# [Some records]

>>

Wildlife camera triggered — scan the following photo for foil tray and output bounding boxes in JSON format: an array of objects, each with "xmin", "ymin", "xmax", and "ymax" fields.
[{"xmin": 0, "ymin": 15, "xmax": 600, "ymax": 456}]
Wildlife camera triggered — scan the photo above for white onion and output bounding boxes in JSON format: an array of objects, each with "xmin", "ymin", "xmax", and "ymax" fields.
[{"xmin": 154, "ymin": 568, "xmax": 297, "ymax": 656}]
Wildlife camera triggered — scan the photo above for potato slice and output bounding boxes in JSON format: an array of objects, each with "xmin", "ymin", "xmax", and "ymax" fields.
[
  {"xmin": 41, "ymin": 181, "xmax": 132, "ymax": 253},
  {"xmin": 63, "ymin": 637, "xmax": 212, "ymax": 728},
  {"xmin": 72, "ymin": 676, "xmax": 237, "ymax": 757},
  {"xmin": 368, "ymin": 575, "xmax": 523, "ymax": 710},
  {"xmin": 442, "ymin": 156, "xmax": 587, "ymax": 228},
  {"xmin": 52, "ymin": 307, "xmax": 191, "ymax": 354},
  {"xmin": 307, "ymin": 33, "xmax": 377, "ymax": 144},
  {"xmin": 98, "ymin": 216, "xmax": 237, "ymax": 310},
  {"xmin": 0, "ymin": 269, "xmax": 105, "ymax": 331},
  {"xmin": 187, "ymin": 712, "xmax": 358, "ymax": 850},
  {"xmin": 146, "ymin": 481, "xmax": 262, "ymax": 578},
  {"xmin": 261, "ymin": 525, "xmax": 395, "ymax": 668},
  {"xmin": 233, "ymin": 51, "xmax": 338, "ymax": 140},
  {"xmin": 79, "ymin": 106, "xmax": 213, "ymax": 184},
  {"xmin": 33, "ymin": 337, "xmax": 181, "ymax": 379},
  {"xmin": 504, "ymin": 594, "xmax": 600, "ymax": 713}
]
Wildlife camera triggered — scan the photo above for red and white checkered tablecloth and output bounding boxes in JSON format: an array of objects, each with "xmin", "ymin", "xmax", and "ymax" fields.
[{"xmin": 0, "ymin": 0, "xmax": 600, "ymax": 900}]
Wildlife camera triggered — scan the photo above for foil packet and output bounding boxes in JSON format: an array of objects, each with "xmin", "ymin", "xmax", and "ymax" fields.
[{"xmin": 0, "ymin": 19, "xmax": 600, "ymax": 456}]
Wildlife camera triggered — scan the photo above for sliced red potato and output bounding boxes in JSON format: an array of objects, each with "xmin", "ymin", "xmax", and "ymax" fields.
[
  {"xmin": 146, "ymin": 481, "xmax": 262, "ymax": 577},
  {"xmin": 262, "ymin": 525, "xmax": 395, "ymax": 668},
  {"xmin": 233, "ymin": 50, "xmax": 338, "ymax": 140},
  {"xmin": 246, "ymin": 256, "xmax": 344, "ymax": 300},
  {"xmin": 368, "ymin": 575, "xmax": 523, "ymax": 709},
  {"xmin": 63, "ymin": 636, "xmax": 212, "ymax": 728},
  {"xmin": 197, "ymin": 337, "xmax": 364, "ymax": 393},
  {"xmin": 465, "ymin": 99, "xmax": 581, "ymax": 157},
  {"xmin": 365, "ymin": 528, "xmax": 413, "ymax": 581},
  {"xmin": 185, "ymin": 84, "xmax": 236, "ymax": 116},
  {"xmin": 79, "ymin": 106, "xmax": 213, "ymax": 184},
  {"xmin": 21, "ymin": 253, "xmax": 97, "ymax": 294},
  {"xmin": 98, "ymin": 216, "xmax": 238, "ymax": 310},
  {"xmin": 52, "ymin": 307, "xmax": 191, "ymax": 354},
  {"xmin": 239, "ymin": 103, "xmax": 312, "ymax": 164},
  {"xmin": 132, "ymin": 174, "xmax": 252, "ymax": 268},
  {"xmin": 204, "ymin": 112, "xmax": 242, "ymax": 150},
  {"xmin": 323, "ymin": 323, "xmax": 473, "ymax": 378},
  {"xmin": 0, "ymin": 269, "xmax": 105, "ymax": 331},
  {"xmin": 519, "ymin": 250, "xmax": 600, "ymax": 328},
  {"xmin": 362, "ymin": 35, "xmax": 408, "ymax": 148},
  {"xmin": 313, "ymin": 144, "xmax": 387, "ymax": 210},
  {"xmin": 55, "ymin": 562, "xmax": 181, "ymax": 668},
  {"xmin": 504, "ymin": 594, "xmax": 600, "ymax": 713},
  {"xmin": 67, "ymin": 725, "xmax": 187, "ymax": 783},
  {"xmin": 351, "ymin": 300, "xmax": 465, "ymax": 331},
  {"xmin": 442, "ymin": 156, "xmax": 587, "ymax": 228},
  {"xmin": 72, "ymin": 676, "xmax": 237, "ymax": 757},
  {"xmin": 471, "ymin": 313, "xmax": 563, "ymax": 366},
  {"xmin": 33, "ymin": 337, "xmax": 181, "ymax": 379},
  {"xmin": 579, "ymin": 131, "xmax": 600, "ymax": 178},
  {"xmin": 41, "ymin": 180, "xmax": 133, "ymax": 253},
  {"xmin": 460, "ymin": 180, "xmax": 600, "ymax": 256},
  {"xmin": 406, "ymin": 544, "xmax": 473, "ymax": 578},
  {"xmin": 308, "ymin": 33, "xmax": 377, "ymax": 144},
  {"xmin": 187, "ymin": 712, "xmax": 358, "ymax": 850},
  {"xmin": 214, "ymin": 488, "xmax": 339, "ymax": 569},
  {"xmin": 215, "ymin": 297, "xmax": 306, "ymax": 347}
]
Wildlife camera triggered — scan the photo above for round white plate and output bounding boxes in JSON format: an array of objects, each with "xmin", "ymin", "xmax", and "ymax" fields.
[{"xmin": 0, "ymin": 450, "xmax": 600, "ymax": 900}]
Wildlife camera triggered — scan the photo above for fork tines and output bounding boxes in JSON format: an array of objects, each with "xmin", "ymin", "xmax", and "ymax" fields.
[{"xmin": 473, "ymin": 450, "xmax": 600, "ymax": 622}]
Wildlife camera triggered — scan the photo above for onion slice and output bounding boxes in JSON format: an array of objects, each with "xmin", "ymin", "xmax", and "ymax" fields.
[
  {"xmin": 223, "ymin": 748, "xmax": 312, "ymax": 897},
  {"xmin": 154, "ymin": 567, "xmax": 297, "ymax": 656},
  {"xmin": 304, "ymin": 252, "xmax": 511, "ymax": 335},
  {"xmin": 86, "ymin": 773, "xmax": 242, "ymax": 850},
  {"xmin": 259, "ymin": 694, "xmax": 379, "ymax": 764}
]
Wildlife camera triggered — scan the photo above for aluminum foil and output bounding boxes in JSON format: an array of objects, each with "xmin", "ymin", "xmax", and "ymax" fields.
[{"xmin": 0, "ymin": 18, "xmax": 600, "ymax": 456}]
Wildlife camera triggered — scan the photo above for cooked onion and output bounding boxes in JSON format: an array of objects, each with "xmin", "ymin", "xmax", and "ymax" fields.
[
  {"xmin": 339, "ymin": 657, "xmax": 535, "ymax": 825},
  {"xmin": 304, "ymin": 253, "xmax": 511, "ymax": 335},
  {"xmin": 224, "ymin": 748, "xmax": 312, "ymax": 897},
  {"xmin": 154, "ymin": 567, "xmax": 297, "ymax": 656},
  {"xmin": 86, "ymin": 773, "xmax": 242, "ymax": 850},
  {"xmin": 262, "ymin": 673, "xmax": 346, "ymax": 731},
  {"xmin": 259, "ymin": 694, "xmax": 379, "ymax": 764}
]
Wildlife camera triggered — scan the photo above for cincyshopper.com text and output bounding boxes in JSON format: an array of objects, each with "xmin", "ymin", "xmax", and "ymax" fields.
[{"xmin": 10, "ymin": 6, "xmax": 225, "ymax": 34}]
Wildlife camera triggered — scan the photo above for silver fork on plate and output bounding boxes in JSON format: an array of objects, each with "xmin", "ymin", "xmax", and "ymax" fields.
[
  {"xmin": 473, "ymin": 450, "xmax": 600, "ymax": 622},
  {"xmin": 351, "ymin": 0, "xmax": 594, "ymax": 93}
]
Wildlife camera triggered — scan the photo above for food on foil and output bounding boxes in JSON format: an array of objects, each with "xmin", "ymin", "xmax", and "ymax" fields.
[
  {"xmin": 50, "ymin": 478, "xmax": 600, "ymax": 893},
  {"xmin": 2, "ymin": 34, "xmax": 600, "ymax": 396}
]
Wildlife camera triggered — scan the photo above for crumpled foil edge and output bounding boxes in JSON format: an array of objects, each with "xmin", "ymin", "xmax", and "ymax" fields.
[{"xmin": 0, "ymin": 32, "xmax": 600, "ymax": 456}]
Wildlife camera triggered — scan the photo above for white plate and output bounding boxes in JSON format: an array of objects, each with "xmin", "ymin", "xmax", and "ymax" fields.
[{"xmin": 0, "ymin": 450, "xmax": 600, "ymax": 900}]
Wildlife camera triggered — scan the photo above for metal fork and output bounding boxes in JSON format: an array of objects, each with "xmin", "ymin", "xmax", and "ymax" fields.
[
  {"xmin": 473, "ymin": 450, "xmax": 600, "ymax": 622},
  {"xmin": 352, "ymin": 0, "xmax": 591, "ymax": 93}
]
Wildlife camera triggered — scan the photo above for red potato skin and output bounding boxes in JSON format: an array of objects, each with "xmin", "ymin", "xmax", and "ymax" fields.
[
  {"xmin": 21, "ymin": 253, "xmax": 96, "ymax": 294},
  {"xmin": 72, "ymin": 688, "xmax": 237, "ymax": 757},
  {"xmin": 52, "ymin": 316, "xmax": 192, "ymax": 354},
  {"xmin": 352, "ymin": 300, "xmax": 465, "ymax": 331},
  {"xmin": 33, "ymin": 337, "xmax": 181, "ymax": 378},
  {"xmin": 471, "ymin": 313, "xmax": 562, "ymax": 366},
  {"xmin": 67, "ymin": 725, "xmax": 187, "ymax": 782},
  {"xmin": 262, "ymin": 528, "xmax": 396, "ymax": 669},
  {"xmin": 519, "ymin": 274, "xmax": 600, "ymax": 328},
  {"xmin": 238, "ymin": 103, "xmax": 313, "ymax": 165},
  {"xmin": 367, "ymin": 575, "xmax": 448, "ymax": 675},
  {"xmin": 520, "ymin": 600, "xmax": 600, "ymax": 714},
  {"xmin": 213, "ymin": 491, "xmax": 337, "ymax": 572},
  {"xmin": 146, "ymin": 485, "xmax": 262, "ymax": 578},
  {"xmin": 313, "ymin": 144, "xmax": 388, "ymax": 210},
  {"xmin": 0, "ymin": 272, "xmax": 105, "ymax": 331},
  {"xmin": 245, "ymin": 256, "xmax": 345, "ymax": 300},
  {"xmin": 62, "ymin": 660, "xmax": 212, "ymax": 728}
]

<<

# [BRIEF]
Can you filter the records above down to only the lines that contain the string "silver" and copy each one? Case matters.

# [FULL OUTPUT]
Wildlife camera triggered — scan the photo above for silver fork on plate and output bounding boxes in JSON format: an array of objects, each with "xmin", "ymin", "xmax", and "ymax" fields.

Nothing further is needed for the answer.